◆ **TASK PROMPT**: The expected answer is a bare count of the lines in the data below that contain "Query".

◆ **PROVIDED DATA**:
=== Section Start ===
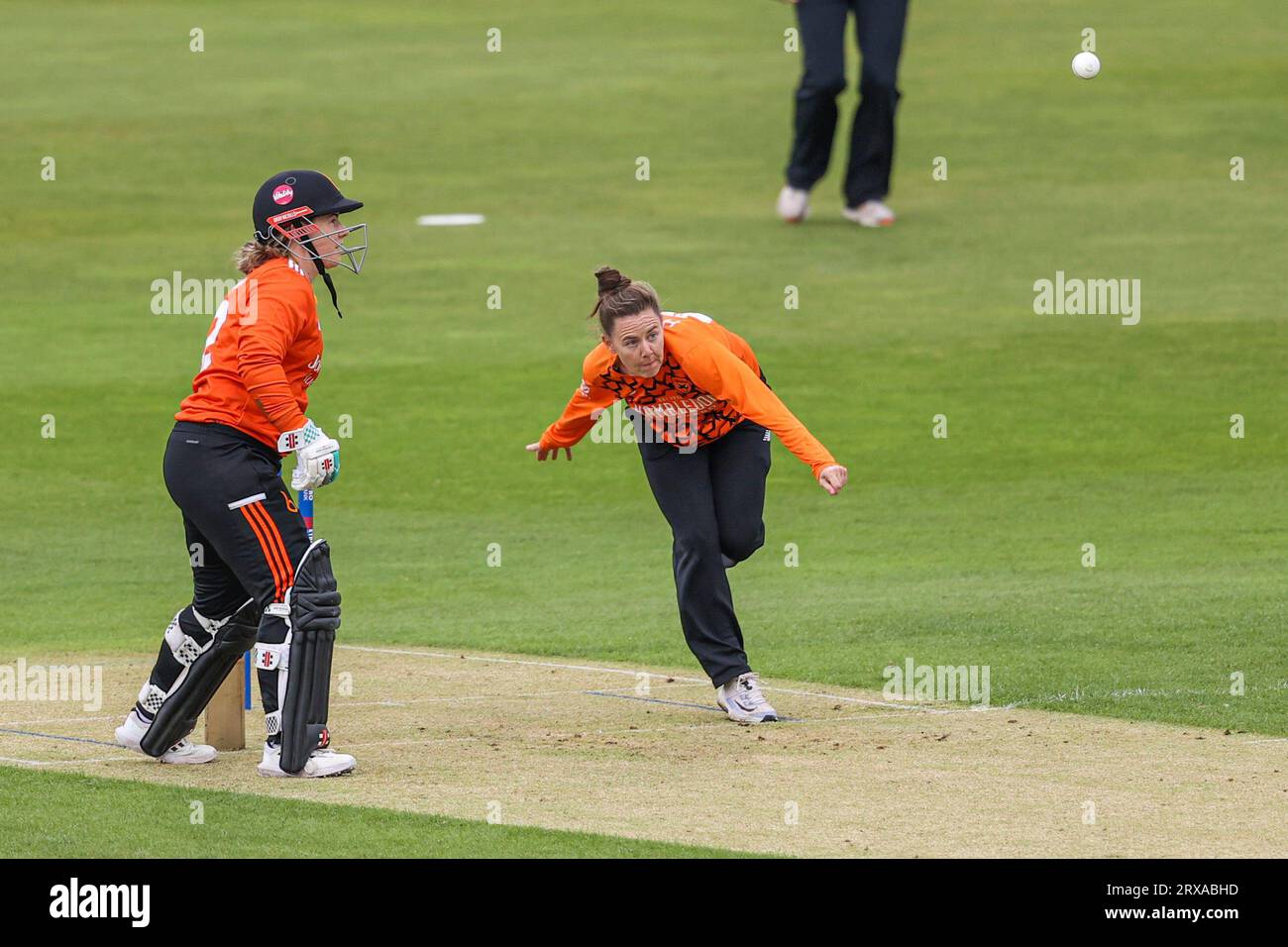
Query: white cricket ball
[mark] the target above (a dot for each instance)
=== Section End ===
=== Section Start ===
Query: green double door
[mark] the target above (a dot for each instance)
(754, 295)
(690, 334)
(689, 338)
=== Section End ===
=== Section Start ===
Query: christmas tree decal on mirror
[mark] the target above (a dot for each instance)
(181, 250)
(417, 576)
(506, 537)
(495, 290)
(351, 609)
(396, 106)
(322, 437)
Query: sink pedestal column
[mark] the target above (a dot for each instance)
=== Section End ===
◆ **SOLUTION FOR THIS TASK**: 4